Stored items:

==================================================

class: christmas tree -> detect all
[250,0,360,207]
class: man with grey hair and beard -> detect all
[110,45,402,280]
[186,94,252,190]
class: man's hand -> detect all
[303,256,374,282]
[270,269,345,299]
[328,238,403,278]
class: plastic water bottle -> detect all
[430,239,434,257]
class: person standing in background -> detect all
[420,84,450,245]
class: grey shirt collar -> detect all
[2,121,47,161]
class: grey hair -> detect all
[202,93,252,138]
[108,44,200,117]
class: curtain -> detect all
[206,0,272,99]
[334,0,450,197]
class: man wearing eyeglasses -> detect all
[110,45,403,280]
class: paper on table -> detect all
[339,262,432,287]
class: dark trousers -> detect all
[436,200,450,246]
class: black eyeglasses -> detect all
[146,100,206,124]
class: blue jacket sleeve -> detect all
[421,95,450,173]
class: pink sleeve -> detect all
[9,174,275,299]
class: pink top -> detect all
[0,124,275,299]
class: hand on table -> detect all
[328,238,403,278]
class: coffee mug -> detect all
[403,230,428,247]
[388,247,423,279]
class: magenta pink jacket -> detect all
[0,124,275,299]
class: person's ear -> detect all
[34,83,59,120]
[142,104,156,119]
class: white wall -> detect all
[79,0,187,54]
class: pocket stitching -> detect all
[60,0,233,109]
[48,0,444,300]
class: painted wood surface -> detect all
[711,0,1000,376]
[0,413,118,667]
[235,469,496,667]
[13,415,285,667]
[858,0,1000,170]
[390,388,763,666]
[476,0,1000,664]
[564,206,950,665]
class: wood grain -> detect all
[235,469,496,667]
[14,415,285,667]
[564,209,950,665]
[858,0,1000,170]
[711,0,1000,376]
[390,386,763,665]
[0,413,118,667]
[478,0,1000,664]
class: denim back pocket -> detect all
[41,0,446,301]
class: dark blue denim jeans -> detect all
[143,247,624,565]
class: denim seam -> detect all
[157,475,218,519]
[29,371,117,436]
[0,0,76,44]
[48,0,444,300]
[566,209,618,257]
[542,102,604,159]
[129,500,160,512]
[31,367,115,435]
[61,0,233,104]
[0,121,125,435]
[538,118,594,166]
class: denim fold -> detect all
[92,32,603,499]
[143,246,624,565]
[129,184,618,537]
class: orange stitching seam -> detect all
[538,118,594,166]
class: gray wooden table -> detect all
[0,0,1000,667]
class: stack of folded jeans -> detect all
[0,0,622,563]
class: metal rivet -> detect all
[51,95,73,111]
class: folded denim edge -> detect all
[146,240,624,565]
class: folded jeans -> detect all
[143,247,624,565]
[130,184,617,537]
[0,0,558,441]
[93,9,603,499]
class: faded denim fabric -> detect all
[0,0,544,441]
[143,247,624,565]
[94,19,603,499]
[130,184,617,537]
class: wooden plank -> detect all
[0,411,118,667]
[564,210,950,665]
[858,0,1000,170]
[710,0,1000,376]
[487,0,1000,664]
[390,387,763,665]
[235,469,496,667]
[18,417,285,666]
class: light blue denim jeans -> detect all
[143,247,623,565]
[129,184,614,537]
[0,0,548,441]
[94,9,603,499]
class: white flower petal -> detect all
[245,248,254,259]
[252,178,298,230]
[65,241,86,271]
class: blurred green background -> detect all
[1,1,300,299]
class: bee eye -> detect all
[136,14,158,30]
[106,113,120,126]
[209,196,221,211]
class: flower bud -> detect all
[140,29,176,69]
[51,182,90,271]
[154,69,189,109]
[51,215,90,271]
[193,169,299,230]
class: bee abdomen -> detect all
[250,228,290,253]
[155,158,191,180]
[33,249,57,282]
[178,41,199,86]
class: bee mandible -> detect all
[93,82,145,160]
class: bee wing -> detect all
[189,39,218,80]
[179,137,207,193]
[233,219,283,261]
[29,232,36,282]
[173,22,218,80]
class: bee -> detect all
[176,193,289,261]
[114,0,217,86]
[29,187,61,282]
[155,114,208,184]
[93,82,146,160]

==================================================

### Work to be completed
Turn every line of the entries above into a numbered list, leaving out any blank lines.

### Task answer
1. class: christmas tree -> detect all
2. [250,0,360,207]
3. class: man with grey hair and beard -> detect all
4. [110,45,402,280]
5. [186,94,252,190]
6. class: man's hand -> detect all
7. [303,256,374,282]
8. [270,269,345,299]
9. [328,238,403,278]
10. class: plastic water bottle -> detect all
11. [430,239,434,257]
12. class: person standing in background -> detect all
13. [420,84,450,245]
14. class: grey shirt collar -> detect all
15. [2,121,47,161]
16. class: grey hair -> detect all
17. [202,93,252,138]
18. [108,44,200,117]
19. class: curtain -> detect all
20. [206,0,272,99]
21. [334,0,450,197]
22. class: man wearing eyeglasses -> detect all
23. [110,45,403,280]
24. class: paper on table -> detect all
25. [339,262,432,287]
26. class: dark trousers -> detect all
27. [436,200,450,246]
28. class: black eyeglasses -> detect all
29. [146,100,206,124]
30. class: blue jacket sleeve -> detect all
31. [421,95,450,173]
32. class: pink sleeve -> detect all
33. [9,174,275,299]
34. class: pink top -> detect all
35. [0,124,275,299]
36. class: hand on table -> detect all
37. [328,238,403,278]
38. class: coffee mug -> detect all
39. [403,230,428,247]
40. [388,247,423,279]
41. class: magenta pink jacket -> detect all
42. [0,124,275,299]
43. class: person's ear -> detect all
44. [34,83,59,120]
45. [142,104,156,119]
46. class: white wall -> detect all
47. [79,0,187,54]
48. class: pocket stitching -> detect all
49. [60,0,233,109]
50. [48,0,444,300]
51. class: painted wood surface -> detect all
52. [711,0,1000,376]
53. [0,413,118,667]
54. [235,469,496,667]
55. [13,415,285,667]
56. [858,0,1000,170]
57. [390,388,763,666]
58. [476,0,1000,664]
59. [564,206,950,665]
60. class: wood grain -> detect all
61. [235,469,496,667]
62. [14,415,285,667]
63. [564,209,950,665]
64. [858,0,1000,170]
65. [711,0,1000,376]
66. [390,386,763,665]
67. [0,413,118,667]
68. [478,0,1000,664]
69. class: denim back pocket -> detect all
70. [41,0,446,301]
71. class: dark blue denim jeans -> detect all
72. [143,247,624,565]
73. class: denim seam -> detect all
74. [157,475,218,519]
75. [29,371,117,436]
76. [0,0,76,44]
77. [48,0,444,300]
78. [566,209,618,257]
79. [542,102,604,159]
80. [129,500,160,512]
81. [31,367,115,435]
82. [61,0,233,104]
83. [0,121,125,435]
84. [538,118,594,166]
85. class: denim fold -> detect all
86. [92,32,603,499]
87. [143,246,624,565]
88. [129,184,618,537]
89. class: orange stitching seam -> detect all
90. [538,118,594,166]
91. class: gray wooden table -> detect all
92. [0,0,1000,667]
93. class: stack of folded jeans -> detect all
94. [0,0,622,563]
95. class: metal rivet -> detect all
96. [51,95,73,111]
97. class: folded denim edge -> detect all
98. [146,240,624,565]
99. class: folded jeans -> detect all
100. [143,247,624,565]
101. [130,184,617,537]
102. [0,0,558,441]
103. [93,9,603,499]
104. class: faded denim fabric -> detect all
105. [0,0,544,441]
106. [143,247,624,565]
107. [94,19,603,499]
108. [130,184,617,537]
109. class: wooden plank -> detect all
110. [0,411,118,667]
111. [564,210,950,665]
112. [858,0,1000,170]
113. [710,0,1000,376]
114. [487,0,1000,664]
115. [390,387,763,665]
116. [235,469,496,667]
117. [18,417,285,666]
118. class: light blue denim jeans -> detect all
119. [143,247,623,565]
120. [129,184,614,537]
121. [0,0,548,441]
122. [94,9,603,499]
123. class: white flower petal -> detect all
124. [245,248,254,259]
125. [252,178,298,230]
126. [65,241,86,271]
127. class: blurred green background -> detect all
128. [1,1,300,299]
129. class: bee eye -> detect all
130. [136,14,158,30]
131. [106,113,120,126]
132. [209,196,221,211]
133. class: flower bud -> detect all
134. [140,29,176,69]
135. [51,182,90,271]
136. [154,69,189,109]
137. [51,215,90,271]
138. [193,169,299,230]
139. class: bee abdomen -> detect all
140. [250,228,290,253]
141. [155,158,191,180]
142. [33,249,57,282]
143. [178,41,199,86]
144. class: bee mandible -> detect all
145. [93,82,145,160]
146. class: bee wing -> detect all
147. [189,39,218,80]
148. [179,137,207,193]
149. [233,219,283,261]
150. [29,232,36,282]
151. [173,22,218,80]
152. class: bee -> detect all
153. [176,193,289,261]
154. [114,0,217,86]
155. [29,187,61,282]
156. [155,114,208,184]
157. [93,82,146,160]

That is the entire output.